[Entries from a point annotation set]
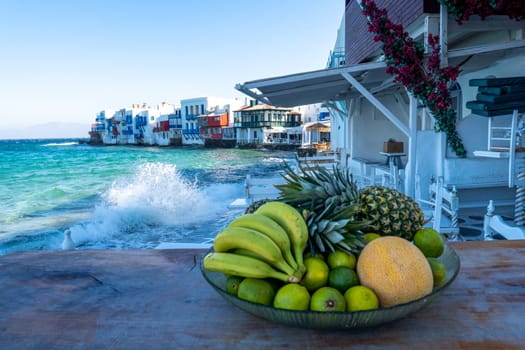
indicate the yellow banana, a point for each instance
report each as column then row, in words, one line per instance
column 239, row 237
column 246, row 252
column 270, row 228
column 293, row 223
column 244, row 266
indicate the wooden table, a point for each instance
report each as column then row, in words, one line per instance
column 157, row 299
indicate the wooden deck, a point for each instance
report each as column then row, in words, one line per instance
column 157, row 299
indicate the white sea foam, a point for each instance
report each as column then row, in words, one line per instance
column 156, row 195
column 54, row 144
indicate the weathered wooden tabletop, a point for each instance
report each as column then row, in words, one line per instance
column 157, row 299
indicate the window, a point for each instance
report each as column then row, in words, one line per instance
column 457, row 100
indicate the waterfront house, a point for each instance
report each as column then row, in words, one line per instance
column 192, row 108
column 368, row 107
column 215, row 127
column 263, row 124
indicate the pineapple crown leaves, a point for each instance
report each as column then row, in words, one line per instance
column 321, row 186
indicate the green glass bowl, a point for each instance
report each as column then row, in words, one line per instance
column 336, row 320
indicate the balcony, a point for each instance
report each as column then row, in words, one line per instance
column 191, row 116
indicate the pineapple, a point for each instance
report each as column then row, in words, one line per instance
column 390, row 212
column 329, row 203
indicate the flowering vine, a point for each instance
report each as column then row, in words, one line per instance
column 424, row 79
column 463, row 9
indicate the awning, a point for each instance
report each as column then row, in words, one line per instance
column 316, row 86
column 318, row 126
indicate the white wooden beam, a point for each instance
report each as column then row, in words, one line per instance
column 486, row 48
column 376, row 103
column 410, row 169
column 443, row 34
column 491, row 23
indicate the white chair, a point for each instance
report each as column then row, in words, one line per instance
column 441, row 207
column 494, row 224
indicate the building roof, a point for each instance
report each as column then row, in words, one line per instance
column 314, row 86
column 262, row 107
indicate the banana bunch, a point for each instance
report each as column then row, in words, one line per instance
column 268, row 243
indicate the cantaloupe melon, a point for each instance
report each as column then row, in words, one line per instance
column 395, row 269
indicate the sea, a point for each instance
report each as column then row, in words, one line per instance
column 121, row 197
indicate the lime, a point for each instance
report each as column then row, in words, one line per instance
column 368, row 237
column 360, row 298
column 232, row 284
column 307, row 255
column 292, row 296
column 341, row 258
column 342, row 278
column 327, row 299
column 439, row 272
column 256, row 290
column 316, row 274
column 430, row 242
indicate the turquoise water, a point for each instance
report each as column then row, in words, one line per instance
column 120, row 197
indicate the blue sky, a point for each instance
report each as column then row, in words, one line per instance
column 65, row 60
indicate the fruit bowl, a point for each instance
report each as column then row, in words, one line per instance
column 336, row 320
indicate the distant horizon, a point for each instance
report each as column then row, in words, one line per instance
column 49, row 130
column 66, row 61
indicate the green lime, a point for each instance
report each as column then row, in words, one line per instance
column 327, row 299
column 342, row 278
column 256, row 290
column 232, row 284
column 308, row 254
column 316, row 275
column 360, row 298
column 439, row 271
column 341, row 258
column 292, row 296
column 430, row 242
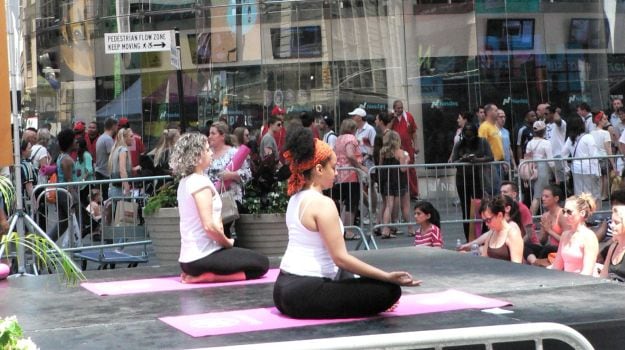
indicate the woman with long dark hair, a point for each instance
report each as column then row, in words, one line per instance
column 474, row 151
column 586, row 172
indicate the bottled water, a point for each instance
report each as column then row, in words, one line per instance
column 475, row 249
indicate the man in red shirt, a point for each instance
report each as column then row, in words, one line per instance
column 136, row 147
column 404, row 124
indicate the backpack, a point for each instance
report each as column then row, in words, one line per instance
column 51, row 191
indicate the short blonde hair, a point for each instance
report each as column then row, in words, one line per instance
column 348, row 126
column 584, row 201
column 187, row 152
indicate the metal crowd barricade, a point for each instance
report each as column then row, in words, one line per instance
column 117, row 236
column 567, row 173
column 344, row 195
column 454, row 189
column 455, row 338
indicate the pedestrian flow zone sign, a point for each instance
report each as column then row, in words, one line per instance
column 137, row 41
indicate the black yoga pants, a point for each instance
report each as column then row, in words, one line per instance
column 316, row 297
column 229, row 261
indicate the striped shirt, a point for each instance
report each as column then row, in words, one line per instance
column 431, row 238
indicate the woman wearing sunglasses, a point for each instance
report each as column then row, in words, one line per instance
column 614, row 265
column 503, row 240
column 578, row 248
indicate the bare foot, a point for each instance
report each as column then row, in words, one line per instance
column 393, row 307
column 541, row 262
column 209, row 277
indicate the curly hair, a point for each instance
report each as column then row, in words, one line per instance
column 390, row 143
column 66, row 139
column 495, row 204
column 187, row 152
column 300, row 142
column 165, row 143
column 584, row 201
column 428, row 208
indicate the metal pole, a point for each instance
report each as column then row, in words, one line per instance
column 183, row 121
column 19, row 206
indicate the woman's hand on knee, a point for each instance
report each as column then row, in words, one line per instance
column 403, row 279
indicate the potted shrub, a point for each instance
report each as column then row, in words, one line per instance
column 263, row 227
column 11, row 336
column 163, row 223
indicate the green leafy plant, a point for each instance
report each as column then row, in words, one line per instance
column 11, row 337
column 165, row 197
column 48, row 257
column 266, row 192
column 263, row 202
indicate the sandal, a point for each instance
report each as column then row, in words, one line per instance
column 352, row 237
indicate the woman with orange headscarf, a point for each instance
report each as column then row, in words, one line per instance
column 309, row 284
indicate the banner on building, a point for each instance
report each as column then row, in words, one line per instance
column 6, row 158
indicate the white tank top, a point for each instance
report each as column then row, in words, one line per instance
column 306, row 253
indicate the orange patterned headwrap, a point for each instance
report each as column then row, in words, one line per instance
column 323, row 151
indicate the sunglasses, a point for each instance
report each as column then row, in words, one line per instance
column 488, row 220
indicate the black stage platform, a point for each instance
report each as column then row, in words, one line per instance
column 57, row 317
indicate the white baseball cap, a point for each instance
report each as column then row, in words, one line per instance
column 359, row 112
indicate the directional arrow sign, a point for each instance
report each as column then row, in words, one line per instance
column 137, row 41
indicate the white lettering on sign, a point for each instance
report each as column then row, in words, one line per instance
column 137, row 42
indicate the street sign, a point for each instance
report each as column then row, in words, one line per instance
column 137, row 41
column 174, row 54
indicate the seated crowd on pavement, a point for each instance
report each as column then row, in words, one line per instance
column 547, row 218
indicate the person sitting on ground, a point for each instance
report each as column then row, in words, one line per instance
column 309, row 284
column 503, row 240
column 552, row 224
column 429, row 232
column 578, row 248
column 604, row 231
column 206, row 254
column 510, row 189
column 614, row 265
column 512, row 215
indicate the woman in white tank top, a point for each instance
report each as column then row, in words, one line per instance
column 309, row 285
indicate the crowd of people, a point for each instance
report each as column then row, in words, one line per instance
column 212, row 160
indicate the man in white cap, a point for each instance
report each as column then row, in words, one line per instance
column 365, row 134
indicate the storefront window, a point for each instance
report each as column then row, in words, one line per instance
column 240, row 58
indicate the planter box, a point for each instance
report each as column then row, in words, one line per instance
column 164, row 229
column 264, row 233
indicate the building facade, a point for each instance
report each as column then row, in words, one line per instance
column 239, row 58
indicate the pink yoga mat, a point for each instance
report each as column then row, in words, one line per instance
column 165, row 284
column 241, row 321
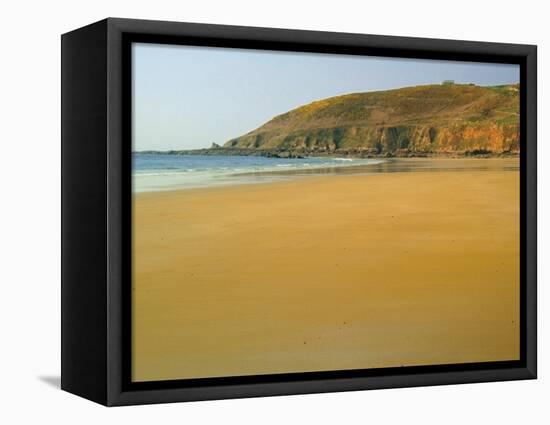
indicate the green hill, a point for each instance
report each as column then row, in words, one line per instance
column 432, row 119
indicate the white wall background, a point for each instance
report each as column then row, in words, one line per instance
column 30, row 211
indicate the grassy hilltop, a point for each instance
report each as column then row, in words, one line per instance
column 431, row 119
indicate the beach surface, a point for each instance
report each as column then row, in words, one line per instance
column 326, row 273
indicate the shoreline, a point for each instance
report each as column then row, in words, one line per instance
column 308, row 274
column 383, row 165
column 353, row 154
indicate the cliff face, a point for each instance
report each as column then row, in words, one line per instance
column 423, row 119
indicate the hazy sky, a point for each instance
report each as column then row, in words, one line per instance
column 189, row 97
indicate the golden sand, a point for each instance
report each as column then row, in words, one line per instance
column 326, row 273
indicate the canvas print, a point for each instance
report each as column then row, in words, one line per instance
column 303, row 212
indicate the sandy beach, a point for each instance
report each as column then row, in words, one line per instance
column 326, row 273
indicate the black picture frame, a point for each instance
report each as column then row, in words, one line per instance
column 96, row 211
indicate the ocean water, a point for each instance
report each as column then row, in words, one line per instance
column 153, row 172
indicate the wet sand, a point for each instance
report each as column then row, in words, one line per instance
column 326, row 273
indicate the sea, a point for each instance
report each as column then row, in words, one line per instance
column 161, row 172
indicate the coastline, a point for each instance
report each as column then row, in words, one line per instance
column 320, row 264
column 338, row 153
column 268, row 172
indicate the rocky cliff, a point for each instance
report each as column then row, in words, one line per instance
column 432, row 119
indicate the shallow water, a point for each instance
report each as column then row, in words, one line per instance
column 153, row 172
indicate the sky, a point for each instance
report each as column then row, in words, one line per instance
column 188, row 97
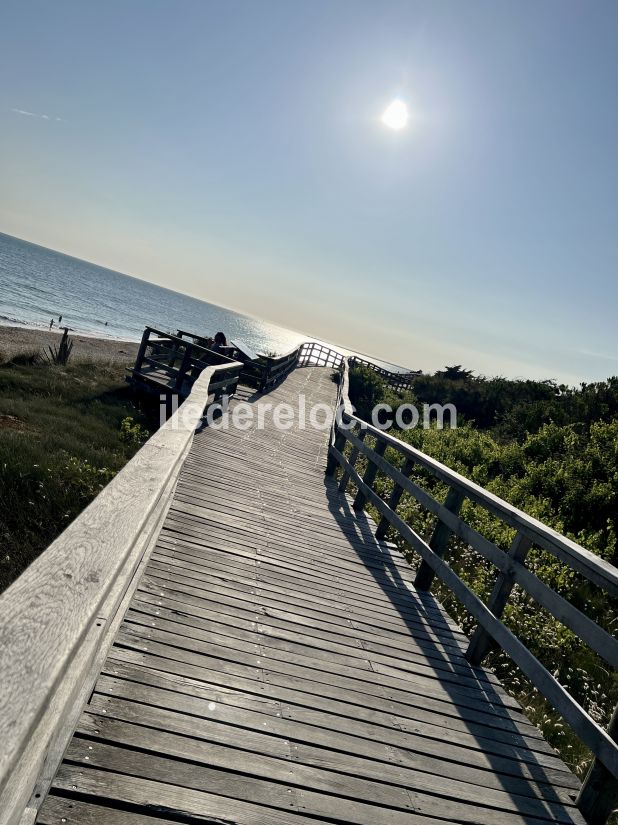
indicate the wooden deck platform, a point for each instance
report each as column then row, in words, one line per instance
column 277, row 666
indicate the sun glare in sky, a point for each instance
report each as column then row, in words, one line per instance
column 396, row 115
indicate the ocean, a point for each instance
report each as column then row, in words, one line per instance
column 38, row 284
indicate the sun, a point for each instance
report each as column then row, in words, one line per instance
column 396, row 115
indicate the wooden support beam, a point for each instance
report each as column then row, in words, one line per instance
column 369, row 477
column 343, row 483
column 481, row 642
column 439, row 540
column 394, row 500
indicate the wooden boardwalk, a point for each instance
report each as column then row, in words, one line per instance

• _Task statement_
Rewrite the material from the line that has "indicate the awning, a" through the line that has "column 494, row 224", changing "white" to "cream" and leaving everything else unchanged.

• _Result for this task_
indicate the awning, a point for each instance
report each as column then row, in words, one line per instance
column 316, row 86
column 318, row 126
indicate the cream wooden beam, a point for each instance
report each as column then row, in words, one line per instance
column 486, row 48
column 376, row 103
column 410, row 169
column 443, row 34
column 491, row 23
indicate the cream chair, a point for each instance
report each as column then row, in words, one line per instance
column 441, row 207
column 494, row 224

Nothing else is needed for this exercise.